WORK INSTRUCTIONS: Could you set down, word for word, the stretch of the material from the line containing "form (409, 150)." through the end of the material?

Photo object pointing material
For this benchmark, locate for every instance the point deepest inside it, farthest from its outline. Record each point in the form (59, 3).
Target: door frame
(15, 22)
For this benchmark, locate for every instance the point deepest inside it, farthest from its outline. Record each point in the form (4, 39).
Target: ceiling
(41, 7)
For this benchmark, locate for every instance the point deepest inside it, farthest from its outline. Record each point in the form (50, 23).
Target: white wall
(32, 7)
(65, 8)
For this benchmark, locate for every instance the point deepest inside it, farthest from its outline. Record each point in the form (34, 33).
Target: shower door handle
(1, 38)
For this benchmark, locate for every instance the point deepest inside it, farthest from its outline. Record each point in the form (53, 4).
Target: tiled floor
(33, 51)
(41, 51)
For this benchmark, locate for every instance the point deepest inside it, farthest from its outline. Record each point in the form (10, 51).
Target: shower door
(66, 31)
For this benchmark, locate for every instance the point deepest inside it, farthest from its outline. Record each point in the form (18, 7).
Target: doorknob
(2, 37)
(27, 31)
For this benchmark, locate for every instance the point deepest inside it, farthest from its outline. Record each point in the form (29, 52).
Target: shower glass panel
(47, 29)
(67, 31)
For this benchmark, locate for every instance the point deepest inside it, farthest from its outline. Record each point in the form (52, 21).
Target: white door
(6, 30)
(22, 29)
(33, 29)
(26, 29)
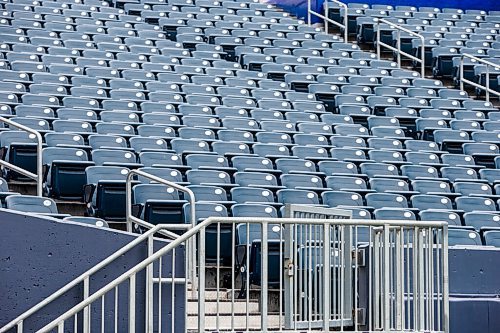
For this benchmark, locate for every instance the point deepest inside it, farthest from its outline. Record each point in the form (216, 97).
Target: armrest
(88, 192)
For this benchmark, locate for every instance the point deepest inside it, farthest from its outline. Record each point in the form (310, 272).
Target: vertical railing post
(86, 312)
(149, 288)
(265, 271)
(487, 83)
(387, 290)
(445, 277)
(422, 51)
(461, 72)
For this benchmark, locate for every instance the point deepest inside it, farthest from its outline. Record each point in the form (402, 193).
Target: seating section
(248, 107)
(447, 33)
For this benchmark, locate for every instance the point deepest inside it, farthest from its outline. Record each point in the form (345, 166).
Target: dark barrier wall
(38, 256)
(474, 286)
(299, 7)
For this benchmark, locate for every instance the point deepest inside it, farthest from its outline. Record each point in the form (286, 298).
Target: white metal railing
(38, 177)
(128, 207)
(327, 20)
(300, 315)
(397, 49)
(406, 264)
(486, 87)
(130, 218)
(84, 279)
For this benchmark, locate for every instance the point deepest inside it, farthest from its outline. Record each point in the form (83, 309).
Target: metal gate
(317, 297)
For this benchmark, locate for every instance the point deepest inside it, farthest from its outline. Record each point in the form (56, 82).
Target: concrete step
(225, 295)
(240, 323)
(28, 187)
(225, 308)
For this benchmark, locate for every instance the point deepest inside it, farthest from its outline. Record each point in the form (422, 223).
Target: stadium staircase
(219, 301)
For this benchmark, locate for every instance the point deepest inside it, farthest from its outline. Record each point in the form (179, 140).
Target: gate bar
(486, 87)
(38, 177)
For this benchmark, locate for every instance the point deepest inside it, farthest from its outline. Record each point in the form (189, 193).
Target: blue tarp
(299, 7)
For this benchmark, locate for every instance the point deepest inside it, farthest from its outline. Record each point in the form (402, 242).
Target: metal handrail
(397, 49)
(327, 19)
(59, 321)
(486, 87)
(128, 208)
(38, 177)
(84, 276)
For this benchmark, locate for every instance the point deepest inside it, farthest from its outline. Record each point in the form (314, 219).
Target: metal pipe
(79, 279)
(190, 247)
(39, 166)
(411, 33)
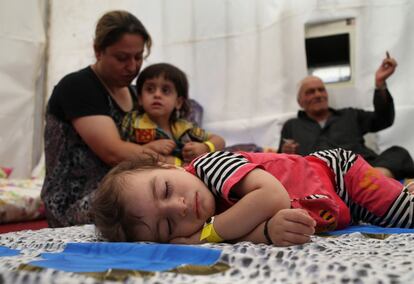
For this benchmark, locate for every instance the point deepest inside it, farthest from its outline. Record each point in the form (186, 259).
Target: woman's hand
(192, 150)
(291, 227)
(161, 146)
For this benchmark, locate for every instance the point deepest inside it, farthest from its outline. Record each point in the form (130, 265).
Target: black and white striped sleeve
(221, 170)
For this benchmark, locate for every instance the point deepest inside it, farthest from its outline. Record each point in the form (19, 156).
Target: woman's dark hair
(114, 24)
(171, 73)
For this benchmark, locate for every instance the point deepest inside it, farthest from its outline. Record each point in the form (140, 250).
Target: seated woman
(83, 137)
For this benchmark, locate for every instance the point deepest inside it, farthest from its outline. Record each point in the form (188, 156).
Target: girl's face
(120, 62)
(167, 203)
(159, 98)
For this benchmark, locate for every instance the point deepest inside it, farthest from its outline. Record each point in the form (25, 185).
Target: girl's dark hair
(170, 73)
(114, 24)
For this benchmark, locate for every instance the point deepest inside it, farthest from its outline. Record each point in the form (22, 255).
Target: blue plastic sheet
(5, 251)
(370, 229)
(98, 257)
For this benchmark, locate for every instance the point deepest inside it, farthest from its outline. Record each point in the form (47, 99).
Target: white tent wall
(22, 43)
(244, 57)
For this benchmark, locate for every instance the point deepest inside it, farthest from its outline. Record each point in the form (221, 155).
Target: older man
(319, 127)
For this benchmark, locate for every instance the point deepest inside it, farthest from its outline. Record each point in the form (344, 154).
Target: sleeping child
(279, 199)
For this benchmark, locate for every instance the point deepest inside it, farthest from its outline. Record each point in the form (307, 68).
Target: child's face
(159, 98)
(167, 203)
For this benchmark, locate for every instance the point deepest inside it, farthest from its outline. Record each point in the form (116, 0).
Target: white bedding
(351, 258)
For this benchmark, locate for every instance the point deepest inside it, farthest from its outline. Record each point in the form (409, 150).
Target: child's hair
(108, 209)
(170, 73)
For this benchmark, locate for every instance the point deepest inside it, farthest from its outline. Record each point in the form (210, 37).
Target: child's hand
(291, 227)
(161, 146)
(192, 150)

EXERCISE ANSWER:
For this benchmark, locate for every instance the point deepest inside it, farthest from its outline. Record each point in the form (409, 150).
Target: child's hair
(108, 209)
(170, 73)
For this benchmark, locate for every instance the point deepest inside it, farthest from its outline. Record each point in the form (210, 37).
Target: child's hand
(291, 227)
(161, 146)
(192, 150)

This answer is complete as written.